Esplora il materiale:
1/ Per favore, riscrivi in forma di elenco il paragrafo del testo sulla reputazione digitale che comincia con "Hanno collaborato a questo testo", conservandone i fatti principali.
2/ Riporta senza modifiche la parte del testo sulla reputazione digitale che si apre con le parole "È un libro attuale" e si chiude con "eventuali incidenti mediatici.".

Estratto del documento:
•••••

È un manuale in cui affrontiamo il tema della reputazione digitale e della Litigation PR da tutti i punti di vista: mediatico, legale, informatico, economico, pedagogico ed educativo. Il frutto di un lavoro multidisciplinare di varie professionalità, con l’obiettivo di trasmettere il valore della reputazione online e offline, tema sempre più attuale negli ultimi anni da un punto di vista sociale, antropologico ed educativo in un mondo digitalizzato e sempre connesso, con l’avvento dei social networks, dell’informatizzazione e dei media online.
L’altro virus, oltre a quello sanitario, è stato il virus mediatico, fatto di fake news e bufale che hanno leso pericolosamente la reputazione delle persone, delle istituzioni, delle attività e della politica.
In questa nuova dimensione, mantenere e costruire una reputazione online è stato vitale. La privacy ha assunto un’importanza come mai prima d’ora.
Ecco allora la necessità di un libro che spieghi il concetto di reputazione, ne colga l’importanza educativa come fonte di investimento, tratti le strategie e gli strumenti per farla crescere e monitorarla, e chiarisca come gestire al meglio le situazioni di crisi mediatiche online.
Hanno collaborato a questo testo, operatori del settore digitale che quotidianamente lavorano nel mondo della reputazione digitale per costruirla, migliorarla, incrementarla. Una specialista della comunicazione e Web Reputation, un avvocato penalista specializzato in diritto dell’informatica e dell’informazione, un ingegnere informatico specialista SEO, una consulente aziendale specializzata nel terzo settore e nella responsabilità sociale di impresa, un pedagogista e magistrato onorario che educa da sempre i ragazzi anche al corretto uso dei media. Tutti affrontano il tema della reputazione dal loro punto di vista, perché la reputazione è trasversale, come un caleidoscopio dove ognuno ha un proprio colore e contribuisce all’effetto finale di fusione delle varie tonalità, pur mantenendo la singola identità.
È un libro attuale e nuovo nell’impostazione, che aiuta a capire il valore della reputazione come fenomeno sempre più incidente, per lo sviluppo delle professioni e delle attività, ma anche dei singoli. La nostra sfida è anche dimostrare come la reputazione incida fortemente sul valore economico di un’azienda. Un libro utile per creare il proprio successo professionale sul web, ma anche per gestire eventuali incidenti mediatici.
Come possiamo difenderci dalle fake news e come distinguere le notizie vere da quelle false?

•••••

Informazioni fornite:
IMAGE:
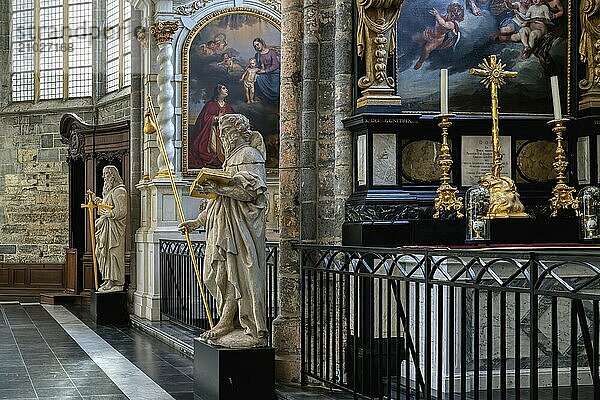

•••••

Elenco delle risposte:
1/
- Al testo hanno collaborato operatori del settore digitale che lavorano ogni giorno per costruire, migliorare e incrementare la reputazione digitale.
- Hanno partecipato:
  - una specialista della comunicazione e Web Reputation
  - un avvocato penalista specializzato in diritto dell'informatica e dell'informazione
  - un ingegnere informatico specialista SEO
  - una consulente aziendale specializzata nel terzo settore e nella responsabilità sociale di impresa
  - un pedagogista e magistrato onorario che educa da sempre i ragazzi anche al corretto uso dei media
- Ognuno tratta la reputazione dal proprio punto di vista, perché il tema è trasversale.
- Come in un caleidoscopio, ogni contributo ha un proprio colore e concorre all'effetto finale, pur mantenendo la propria identità.

2/
È un libro attuale e nuovo nell’impostazione, che aiuta a capire il valore della reputazione come fenomeno sempre più incidente, per lo sviluppo delle professioni e delle attività, ma anche dei singoli. La nostra sfida è anche dimostrare come la reputazione incida fortemente sul valore economico di un’azienda. Un libro utile per creare il proprio successo professionale sul web, ma anche per gestire eventuali incidenti mediatici.